#### Goal:
Starting at the line that contains "of the weathered", copy each line through the final one exactly as written.

#### Supplied entries:
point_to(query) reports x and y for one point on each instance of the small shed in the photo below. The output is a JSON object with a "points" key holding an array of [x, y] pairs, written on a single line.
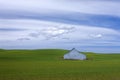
{"points": [[74, 54]]}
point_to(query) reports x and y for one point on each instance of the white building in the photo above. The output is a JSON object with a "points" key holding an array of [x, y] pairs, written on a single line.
{"points": [[74, 54]]}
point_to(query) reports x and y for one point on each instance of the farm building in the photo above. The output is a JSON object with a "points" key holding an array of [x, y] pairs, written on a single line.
{"points": [[74, 54]]}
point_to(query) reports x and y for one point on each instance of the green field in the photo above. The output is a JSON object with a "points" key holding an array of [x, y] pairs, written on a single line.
{"points": [[48, 64]]}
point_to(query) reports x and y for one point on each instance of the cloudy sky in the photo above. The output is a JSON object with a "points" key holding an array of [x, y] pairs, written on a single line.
{"points": [[88, 25]]}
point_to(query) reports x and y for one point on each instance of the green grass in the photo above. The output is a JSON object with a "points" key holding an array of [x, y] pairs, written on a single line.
{"points": [[48, 64]]}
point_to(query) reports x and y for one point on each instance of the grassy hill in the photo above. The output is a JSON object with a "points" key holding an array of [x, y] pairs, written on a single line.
{"points": [[48, 64]]}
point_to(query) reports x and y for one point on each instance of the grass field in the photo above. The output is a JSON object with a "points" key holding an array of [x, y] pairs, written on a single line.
{"points": [[49, 65]]}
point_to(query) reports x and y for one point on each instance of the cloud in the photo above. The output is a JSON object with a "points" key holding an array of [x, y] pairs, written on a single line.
{"points": [[21, 39], [11, 29], [40, 6]]}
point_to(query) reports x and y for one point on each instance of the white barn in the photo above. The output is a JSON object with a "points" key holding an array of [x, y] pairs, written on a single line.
{"points": [[74, 54]]}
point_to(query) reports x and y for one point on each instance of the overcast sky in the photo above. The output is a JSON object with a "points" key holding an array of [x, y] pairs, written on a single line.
{"points": [[88, 25]]}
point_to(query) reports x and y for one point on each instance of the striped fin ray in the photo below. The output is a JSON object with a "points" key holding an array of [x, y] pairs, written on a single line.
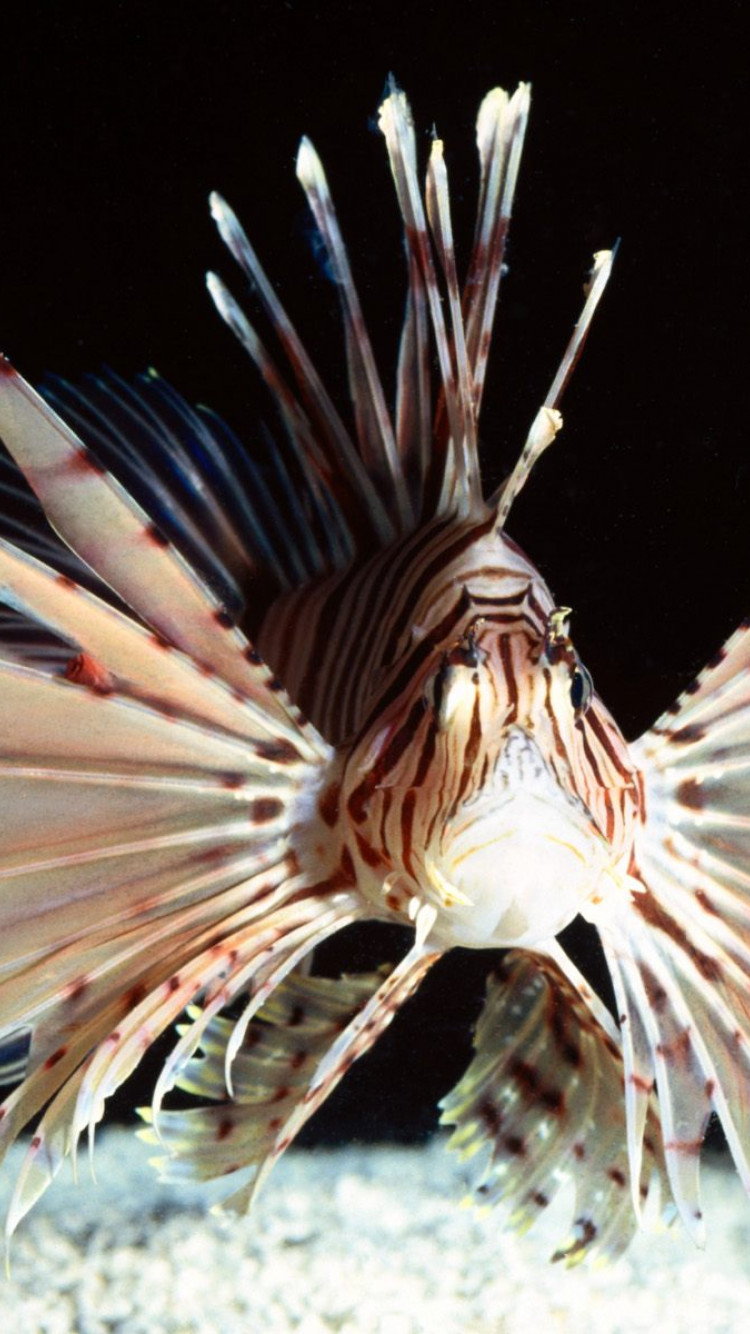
{"points": [[270, 1075], [398, 130], [375, 432], [439, 216], [678, 947], [134, 656], [541, 1105], [184, 467], [150, 849], [98, 519], [501, 130], [315, 428], [414, 400], [549, 419]]}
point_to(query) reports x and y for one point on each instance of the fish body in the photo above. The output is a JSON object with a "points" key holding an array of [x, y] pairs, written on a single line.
{"points": [[247, 706]]}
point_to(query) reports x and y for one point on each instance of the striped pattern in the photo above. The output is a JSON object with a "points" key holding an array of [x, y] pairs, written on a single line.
{"points": [[186, 814]]}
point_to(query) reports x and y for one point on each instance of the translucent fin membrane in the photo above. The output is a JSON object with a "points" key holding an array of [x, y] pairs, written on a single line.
{"points": [[271, 1074], [678, 949], [542, 1105]]}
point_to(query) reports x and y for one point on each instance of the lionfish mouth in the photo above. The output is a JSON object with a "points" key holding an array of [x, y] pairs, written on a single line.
{"points": [[518, 861]]}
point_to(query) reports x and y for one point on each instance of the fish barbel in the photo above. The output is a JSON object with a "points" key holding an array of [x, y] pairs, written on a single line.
{"points": [[407, 735]]}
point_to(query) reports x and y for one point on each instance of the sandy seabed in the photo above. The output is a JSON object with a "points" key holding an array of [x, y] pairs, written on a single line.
{"points": [[359, 1241]]}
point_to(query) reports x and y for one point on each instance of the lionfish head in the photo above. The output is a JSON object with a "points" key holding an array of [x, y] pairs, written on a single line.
{"points": [[493, 821]]}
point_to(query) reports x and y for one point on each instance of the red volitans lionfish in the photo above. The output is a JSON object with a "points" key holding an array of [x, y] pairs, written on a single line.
{"points": [[244, 705]]}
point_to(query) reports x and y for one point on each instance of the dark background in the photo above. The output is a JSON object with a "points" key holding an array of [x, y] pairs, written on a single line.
{"points": [[120, 118]]}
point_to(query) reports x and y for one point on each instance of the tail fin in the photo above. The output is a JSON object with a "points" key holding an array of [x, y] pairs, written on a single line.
{"points": [[679, 950]]}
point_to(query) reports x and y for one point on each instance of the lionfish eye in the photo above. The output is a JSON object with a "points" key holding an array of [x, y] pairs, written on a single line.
{"points": [[454, 681], [581, 689]]}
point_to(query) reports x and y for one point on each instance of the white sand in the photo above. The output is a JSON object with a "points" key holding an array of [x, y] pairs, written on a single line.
{"points": [[362, 1241]]}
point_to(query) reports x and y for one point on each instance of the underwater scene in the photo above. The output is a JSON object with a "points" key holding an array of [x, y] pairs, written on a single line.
{"points": [[374, 675]]}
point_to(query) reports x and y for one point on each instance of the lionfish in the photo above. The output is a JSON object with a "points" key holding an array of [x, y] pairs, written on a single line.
{"points": [[407, 737]]}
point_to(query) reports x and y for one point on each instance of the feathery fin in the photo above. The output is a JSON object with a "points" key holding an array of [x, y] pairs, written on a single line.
{"points": [[542, 1105], [678, 949]]}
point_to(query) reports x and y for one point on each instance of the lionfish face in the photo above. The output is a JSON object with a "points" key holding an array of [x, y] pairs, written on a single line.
{"points": [[477, 798]]}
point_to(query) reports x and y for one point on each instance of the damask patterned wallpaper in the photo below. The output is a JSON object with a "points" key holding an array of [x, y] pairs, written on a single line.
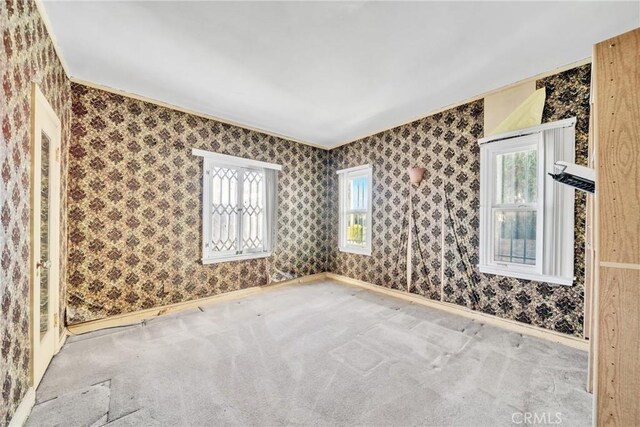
{"points": [[26, 55], [447, 212], [135, 206], [133, 202]]}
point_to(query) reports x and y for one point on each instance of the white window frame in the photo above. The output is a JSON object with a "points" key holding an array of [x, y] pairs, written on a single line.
{"points": [[554, 204], [241, 165], [343, 178]]}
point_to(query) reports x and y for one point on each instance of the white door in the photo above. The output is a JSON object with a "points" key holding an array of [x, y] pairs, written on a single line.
{"points": [[45, 233]]}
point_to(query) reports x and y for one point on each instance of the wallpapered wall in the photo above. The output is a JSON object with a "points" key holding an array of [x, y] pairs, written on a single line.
{"points": [[135, 206], [447, 212], [26, 54]]}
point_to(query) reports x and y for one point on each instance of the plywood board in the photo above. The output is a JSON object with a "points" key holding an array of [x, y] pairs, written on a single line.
{"points": [[618, 397], [618, 185]]}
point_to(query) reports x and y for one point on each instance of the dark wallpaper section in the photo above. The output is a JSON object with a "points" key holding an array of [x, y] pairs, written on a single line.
{"points": [[445, 246], [26, 55], [135, 207]]}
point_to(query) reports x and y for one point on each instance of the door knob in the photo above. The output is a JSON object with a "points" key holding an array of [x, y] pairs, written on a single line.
{"points": [[43, 264]]}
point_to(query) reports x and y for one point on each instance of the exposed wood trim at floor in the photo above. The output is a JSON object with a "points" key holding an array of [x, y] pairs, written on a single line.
{"points": [[138, 316], [510, 325], [24, 409]]}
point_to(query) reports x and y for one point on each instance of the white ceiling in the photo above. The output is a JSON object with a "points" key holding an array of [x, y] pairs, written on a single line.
{"points": [[325, 72]]}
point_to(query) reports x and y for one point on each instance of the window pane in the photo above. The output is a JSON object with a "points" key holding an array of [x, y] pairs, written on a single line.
{"points": [[357, 193], [515, 236], [252, 210], [224, 207], [356, 229], [517, 180]]}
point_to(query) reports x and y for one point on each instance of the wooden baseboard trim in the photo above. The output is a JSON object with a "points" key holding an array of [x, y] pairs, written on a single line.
{"points": [[507, 324], [24, 409], [511, 325], [139, 316], [61, 340]]}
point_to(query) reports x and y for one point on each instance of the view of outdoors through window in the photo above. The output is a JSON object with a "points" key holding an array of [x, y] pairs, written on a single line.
{"points": [[515, 209], [358, 191]]}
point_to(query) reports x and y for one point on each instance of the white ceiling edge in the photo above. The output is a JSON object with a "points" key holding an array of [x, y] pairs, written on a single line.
{"points": [[202, 110]]}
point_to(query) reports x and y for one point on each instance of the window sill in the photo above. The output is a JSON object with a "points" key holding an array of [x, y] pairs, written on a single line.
{"points": [[564, 281], [357, 251], [240, 257]]}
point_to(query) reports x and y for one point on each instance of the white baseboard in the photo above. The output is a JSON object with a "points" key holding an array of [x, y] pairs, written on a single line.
{"points": [[24, 409], [511, 325]]}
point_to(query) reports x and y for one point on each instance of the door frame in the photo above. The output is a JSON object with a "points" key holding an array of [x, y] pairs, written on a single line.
{"points": [[44, 118]]}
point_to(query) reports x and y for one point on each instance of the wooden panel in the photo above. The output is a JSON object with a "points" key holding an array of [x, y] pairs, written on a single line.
{"points": [[617, 230], [618, 186], [618, 395]]}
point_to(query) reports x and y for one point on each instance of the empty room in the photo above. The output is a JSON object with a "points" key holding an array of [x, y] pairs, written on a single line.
{"points": [[330, 213]]}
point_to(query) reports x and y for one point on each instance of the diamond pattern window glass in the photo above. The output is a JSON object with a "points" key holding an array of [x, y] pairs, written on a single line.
{"points": [[239, 209], [355, 210]]}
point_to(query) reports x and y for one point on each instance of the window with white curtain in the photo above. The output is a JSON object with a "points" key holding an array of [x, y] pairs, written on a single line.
{"points": [[527, 218], [355, 209], [239, 207]]}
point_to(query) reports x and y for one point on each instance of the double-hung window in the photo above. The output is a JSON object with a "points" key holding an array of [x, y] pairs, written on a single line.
{"points": [[527, 218], [355, 209], [239, 207]]}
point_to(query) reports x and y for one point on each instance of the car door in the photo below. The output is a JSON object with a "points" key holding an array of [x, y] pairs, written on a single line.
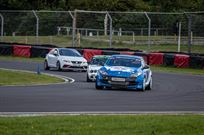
{"points": [[53, 57]]}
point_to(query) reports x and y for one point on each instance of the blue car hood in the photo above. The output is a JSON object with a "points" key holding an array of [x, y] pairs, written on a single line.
{"points": [[120, 71]]}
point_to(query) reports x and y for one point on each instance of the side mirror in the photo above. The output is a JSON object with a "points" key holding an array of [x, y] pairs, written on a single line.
{"points": [[55, 53], [146, 67]]}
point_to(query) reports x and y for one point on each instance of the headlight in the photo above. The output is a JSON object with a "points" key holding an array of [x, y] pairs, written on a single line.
{"points": [[136, 74], [103, 72], [66, 61]]}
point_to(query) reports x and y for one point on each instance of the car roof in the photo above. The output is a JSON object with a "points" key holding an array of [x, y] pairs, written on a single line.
{"points": [[101, 56], [128, 56]]}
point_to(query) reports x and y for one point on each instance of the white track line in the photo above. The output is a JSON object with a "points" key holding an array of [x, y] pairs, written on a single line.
{"points": [[66, 79], [30, 114]]}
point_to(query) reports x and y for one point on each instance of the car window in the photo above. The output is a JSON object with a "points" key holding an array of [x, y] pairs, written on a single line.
{"points": [[127, 62], [98, 61], [69, 52]]}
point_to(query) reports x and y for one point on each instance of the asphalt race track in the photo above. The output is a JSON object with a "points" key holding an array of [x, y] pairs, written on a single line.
{"points": [[171, 92]]}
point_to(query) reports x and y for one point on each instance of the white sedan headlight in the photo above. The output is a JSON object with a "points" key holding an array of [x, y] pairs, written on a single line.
{"points": [[136, 74], [103, 72]]}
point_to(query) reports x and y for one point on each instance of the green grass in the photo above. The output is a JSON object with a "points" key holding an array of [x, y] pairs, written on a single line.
{"points": [[23, 78], [98, 42], [178, 70], [104, 125]]}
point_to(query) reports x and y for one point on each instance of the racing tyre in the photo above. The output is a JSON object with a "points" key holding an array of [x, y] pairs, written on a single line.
{"points": [[98, 87], [58, 66], [149, 86], [87, 78], [143, 86], [46, 67]]}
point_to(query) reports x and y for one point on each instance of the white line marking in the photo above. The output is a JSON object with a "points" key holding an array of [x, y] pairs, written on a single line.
{"points": [[30, 114]]}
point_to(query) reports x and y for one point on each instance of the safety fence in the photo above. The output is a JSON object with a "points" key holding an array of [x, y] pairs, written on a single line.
{"points": [[175, 59]]}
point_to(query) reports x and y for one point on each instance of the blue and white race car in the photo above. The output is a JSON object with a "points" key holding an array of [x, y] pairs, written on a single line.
{"points": [[124, 71]]}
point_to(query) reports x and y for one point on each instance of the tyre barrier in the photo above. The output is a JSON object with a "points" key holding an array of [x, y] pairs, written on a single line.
{"points": [[6, 49], [168, 59], [89, 53], [21, 51], [156, 58], [180, 60]]}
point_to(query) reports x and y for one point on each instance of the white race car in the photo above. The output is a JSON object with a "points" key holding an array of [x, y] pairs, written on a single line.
{"points": [[96, 63], [64, 58]]}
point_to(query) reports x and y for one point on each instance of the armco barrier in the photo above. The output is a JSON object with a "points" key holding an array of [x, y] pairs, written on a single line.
{"points": [[37, 51], [156, 58], [21, 51], [196, 62], [127, 53], [6, 49], [181, 60], [144, 55], [168, 59], [89, 53]]}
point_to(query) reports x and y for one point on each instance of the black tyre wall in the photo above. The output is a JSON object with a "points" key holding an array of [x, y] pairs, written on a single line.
{"points": [[6, 49]]}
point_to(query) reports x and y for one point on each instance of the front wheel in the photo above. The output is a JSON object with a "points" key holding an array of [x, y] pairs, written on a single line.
{"points": [[58, 66], [87, 78], [98, 87]]}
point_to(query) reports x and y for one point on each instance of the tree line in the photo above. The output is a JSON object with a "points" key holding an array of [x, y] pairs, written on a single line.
{"points": [[105, 5]]}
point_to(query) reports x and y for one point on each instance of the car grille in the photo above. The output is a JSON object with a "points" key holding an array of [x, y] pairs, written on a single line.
{"points": [[76, 62], [93, 71]]}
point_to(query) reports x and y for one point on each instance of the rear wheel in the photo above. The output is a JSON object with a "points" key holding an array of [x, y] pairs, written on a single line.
{"points": [[143, 85], [58, 66], [149, 86], [98, 87], [46, 67]]}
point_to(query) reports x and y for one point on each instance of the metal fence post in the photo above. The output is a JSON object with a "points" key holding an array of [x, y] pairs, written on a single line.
{"points": [[189, 32], [74, 28], [110, 34], [179, 37], [2, 25], [37, 26], [149, 29]]}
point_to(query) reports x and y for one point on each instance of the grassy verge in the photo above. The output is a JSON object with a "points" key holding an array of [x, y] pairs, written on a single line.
{"points": [[178, 70], [104, 125], [23, 78], [21, 58]]}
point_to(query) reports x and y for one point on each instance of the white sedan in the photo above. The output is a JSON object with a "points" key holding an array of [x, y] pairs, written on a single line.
{"points": [[64, 58]]}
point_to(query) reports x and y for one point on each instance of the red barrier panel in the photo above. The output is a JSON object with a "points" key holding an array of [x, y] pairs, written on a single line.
{"points": [[21, 51], [89, 53], [127, 53], [181, 60], [156, 58]]}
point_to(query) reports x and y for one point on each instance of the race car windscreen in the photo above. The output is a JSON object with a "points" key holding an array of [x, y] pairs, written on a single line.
{"points": [[124, 62], [98, 61], [69, 52]]}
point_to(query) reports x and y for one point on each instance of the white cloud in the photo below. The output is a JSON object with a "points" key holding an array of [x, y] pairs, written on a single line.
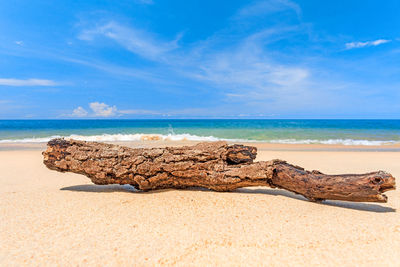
{"points": [[146, 2], [98, 109], [28, 82], [135, 40], [79, 112], [366, 44], [138, 112], [266, 7], [103, 110]]}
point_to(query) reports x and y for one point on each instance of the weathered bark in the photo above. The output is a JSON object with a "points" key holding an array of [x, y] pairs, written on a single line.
{"points": [[217, 166]]}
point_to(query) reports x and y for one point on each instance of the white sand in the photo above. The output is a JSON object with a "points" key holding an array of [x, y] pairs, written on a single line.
{"points": [[51, 218]]}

#### Exercise response:
point_to(query) reports x and y for one point on each instance of the weathered bark in the photo above. The output is a JSON object with a "points" key holding an array of [x, y] pairs, written on a single line.
{"points": [[217, 166]]}
point_to(query) reports x and y for one point on each instance of the white sand in the photo above. The output is a JSON object with a "points" key holding an array of [x, y] pairs, written on a single line.
{"points": [[51, 218]]}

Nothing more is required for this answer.